## Task directions
State the number of lines in the following data that contain the string "small", and nothing else.

## Exercise input
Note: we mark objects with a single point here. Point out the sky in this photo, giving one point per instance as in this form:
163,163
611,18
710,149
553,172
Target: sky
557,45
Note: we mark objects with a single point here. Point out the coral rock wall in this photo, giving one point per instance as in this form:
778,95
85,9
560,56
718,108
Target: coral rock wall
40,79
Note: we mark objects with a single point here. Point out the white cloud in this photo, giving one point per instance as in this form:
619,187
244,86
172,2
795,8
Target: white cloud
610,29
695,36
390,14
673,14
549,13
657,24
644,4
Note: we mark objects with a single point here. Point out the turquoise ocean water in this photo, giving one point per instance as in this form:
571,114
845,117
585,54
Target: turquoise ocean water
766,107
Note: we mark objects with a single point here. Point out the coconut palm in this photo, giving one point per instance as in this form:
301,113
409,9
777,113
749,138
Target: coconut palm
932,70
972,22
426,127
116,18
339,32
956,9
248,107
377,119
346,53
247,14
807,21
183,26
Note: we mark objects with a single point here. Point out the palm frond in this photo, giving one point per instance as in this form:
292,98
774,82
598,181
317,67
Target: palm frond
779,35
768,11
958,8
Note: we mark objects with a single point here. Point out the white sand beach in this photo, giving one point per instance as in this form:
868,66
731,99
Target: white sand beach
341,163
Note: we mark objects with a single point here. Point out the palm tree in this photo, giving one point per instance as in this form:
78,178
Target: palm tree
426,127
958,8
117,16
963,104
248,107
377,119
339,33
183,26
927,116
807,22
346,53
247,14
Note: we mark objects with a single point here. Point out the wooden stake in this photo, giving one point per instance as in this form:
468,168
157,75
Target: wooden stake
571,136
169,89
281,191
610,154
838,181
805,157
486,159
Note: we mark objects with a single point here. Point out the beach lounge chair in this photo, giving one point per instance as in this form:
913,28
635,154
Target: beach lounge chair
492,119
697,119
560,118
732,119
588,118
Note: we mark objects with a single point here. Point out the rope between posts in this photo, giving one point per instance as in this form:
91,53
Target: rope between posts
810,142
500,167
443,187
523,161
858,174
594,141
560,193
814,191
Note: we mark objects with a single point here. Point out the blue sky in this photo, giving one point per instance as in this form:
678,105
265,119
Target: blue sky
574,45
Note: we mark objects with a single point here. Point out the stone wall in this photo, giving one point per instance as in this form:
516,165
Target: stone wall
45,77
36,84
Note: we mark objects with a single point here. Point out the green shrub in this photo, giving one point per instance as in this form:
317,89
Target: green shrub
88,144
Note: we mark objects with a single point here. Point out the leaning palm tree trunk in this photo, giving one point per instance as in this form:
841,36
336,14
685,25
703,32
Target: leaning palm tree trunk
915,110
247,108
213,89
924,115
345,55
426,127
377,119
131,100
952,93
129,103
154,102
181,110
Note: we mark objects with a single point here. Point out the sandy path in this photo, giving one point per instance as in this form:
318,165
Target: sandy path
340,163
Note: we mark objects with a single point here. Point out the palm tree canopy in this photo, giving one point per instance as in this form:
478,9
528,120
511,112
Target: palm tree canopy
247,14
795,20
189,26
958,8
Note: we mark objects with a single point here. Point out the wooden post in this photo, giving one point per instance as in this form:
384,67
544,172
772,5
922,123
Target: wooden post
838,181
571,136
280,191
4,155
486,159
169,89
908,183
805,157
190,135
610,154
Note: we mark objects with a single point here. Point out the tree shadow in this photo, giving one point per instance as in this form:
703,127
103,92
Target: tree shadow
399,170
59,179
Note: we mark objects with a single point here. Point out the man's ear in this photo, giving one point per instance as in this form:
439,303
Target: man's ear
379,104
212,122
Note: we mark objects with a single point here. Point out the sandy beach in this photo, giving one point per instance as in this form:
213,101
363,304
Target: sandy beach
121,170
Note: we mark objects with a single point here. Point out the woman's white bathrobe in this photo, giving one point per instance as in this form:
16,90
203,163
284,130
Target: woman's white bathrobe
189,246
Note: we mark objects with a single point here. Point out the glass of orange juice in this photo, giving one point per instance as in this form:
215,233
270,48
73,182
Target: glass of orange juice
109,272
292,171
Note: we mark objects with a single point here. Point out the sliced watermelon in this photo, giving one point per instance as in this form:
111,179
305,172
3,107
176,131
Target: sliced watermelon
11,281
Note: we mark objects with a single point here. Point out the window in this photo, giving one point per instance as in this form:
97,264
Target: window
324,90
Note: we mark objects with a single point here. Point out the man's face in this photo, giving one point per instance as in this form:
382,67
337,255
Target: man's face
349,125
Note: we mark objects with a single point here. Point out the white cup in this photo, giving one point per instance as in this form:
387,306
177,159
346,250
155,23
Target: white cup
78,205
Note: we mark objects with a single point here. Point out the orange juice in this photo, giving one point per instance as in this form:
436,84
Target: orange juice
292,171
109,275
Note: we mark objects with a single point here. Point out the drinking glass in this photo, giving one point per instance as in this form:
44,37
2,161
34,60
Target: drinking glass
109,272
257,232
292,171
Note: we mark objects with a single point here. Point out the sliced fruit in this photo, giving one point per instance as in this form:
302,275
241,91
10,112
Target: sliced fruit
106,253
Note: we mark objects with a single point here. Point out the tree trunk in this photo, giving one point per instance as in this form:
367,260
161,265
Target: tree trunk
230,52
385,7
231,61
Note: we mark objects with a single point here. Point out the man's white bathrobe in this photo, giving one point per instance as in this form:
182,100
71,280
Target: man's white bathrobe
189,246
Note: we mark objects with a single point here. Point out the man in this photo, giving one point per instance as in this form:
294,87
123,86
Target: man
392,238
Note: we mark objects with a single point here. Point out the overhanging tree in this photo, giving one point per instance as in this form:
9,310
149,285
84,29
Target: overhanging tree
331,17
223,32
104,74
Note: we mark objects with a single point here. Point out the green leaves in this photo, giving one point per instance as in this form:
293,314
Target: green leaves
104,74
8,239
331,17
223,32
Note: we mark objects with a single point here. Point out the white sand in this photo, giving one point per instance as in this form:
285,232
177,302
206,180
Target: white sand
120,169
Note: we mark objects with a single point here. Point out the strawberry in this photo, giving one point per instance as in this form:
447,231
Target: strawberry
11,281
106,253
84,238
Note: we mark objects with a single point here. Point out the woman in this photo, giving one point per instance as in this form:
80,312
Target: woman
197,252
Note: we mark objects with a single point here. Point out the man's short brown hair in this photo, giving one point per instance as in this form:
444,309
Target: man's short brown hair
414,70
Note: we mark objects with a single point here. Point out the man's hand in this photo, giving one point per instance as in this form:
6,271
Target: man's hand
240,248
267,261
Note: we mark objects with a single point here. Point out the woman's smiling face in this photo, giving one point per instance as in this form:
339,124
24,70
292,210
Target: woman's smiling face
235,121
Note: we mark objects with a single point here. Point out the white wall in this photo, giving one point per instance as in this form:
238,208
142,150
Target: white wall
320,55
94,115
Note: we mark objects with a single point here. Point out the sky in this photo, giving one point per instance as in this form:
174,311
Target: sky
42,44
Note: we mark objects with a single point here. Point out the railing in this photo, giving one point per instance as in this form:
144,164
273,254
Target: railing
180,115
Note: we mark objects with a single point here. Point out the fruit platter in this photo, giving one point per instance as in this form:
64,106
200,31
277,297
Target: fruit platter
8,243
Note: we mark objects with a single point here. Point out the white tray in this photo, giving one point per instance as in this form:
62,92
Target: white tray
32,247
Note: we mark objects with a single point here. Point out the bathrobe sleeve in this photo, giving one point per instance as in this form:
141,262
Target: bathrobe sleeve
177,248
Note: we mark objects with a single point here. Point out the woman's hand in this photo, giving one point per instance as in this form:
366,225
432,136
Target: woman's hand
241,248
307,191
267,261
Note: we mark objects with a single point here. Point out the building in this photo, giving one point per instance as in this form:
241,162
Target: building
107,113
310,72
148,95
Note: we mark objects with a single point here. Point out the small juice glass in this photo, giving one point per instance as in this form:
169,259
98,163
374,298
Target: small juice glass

## Answer for the task
2